(PAGE TEXT)
Burned matchstick superimposed on a businessperson

Anne Helen Petersen and the “Burnout Generation”

The English grad’s viral Buzzfeed essay led her to redefine what it means to be a Millennial

By Sharleen Nelson  April 7, 2021

5 min read

Anne Helen Petersen knows a little bit about Millennials. She is one. And when her BuzzFeed article, “How Millennials Became the Burnout Generation,” went viral in 2019—surpassing seven million readers and becoming the online news platform’s most-read article of the year—she knew she’d hit a nerve.

The essay became the source of her 2020 book, Can’t Even: How Millennials Became the Burnout Generation, detailing the challenges for children born between 1981 and 1996.

Based on a nationwide survey, historic and academic research, hundreds of interviews with Millennials, and her own experiences, Petersen, MA ’07 (English), contends that despite being characterized in the media as lazy, entitled, and self-obsessed, most Millennials are, in fact, confident, ambitious, and achievement-driven. 

This nurtured and groomed-for-success generation did everything it was told was right but, through no fault of their own, things went terribly wrong. 

Burdened by decades of bad economic policies, crippling college loan debt, and the worst job market since the Great Depression, countless overqualified Millennials mired in low-paying jobs have put off adult milestones such as saving money, buying a home, or having children.

Author Helen Petersen portrait in a rural setting with fields and a fence
Anne Helen Petersen (credit: Eric Matt)

“What happened with Millennials,” Petersen says, “is a story of gradual accumulation. It’s not like some mass tragedy that happened all at once. The policies that were put in place that led to this were implemented when we were kids or even before we were born. It’s been a sort of slow-motion crisis.

“There’s only so much people can take. People can break. You can bend and bend and bend to this idea of productivity, precarity, and debt, but then at some point, it breaks people.” 

As a University of Oregon graduate student, Petersen and her cohorts used as their mantra a phrase that would later make it into her book: “Everything good is bad. Everything bad is good.” Even though they felt bad about constantly working, they convinced themselves that it was good and that leisure time was bad.

(PROBLEMS TO SOLVE)
• 1. Using the article about Anne Helen Petersen, explain in one to three sentences why many overqualified Millennials have put off adult milestones.
• 2. Print the stretch of the article about Anne Helen Petersen from "As a University" through "time was bad.".
The records bear no relation to the article about Anne Helen Petersen.

(INFORMATION SHOWN)
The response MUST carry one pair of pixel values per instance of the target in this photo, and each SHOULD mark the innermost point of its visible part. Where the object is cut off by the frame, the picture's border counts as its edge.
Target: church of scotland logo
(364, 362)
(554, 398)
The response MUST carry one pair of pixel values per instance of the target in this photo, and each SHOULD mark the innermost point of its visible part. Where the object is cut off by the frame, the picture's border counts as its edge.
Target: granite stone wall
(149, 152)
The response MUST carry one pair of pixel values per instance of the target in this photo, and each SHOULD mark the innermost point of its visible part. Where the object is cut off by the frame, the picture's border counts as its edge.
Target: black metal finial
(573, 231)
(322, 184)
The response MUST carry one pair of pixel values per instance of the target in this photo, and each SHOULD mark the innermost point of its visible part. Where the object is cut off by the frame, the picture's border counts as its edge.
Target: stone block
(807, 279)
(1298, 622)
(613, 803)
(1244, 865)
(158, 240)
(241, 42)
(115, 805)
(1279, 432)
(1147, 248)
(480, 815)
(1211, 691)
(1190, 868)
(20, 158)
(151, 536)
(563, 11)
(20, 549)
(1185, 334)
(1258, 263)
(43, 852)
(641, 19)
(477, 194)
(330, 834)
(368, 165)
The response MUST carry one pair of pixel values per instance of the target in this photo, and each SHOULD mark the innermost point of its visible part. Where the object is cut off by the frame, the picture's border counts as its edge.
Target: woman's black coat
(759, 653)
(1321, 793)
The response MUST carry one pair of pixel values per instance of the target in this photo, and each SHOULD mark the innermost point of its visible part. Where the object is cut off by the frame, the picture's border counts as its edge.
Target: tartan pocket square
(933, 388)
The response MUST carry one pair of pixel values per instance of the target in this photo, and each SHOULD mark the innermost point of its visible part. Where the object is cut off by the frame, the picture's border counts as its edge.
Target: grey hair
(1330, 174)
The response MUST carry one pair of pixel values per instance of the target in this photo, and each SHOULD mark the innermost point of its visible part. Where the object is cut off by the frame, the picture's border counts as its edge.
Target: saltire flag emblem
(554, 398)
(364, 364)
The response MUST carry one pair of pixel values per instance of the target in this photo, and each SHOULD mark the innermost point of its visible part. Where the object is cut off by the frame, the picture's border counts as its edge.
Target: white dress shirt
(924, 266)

(EXERCISE RESULTS)
• 1. They are burdened by decades of bad economic policies, crippling college loan debt, and the worst job market since the Great Depression. Mired in low-paying jobs, they have delayed milestones such as saving money, buying a home, or having children.

• 2.
As a University of Oregon graduate student, Petersen and her cohorts used as their mantra a phrase that would later make it into her book: “Everything good is bad. Everything bad is good.” Even though they felt bad about constantly working, they convinced themselves that it was good and that leisure time was bad.